## REQUIRED TASK:
Give back the lines of the data below verbatim, starting at the line that contains "Locate the clear" and ending at the line that contains "x=456 y=103". Leave the pictures out.

## DATASET RECORDS:
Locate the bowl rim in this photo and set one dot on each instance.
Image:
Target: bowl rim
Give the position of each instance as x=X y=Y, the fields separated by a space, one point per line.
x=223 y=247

* * *

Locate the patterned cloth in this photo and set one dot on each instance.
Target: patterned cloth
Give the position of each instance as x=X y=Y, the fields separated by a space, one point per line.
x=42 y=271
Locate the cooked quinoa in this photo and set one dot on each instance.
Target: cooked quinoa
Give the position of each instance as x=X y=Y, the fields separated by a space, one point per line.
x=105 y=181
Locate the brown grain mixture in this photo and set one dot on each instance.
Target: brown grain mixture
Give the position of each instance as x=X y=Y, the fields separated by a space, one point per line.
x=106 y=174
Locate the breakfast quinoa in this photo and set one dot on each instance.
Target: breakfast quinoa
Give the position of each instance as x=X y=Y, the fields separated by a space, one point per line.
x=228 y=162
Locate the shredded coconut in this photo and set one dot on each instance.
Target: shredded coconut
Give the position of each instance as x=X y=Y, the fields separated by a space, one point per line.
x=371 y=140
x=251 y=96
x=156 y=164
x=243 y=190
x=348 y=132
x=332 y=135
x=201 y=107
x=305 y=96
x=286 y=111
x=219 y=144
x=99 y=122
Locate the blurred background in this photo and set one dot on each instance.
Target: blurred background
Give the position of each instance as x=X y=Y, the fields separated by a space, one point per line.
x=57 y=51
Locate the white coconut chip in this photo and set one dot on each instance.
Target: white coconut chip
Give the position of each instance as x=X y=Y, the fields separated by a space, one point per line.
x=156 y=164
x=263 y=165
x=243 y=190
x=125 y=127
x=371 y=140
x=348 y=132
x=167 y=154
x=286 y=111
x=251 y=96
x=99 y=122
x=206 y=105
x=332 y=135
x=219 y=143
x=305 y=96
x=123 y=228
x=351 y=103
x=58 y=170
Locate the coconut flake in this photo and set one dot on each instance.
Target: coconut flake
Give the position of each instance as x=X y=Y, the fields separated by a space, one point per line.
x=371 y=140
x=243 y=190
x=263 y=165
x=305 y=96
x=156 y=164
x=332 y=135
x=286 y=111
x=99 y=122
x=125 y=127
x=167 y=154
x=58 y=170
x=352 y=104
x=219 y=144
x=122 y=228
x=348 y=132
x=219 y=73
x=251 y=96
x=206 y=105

* * *

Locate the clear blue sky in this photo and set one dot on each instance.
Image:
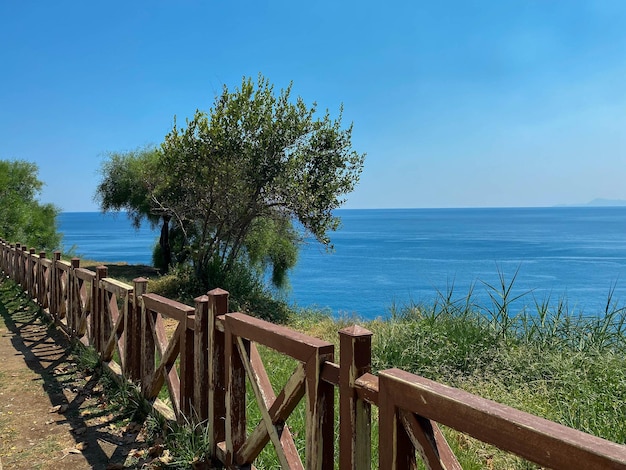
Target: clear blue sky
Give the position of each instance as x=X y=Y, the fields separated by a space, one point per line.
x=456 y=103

## RESPONSE FOR THIS EXERCISE:
Locate the clear blue sky in this photo and set one dot on each instance.
Image:
Target: clear blue sky
Give the position of each instance as x=X y=Y, the fields separated by a space, one point per line.
x=456 y=103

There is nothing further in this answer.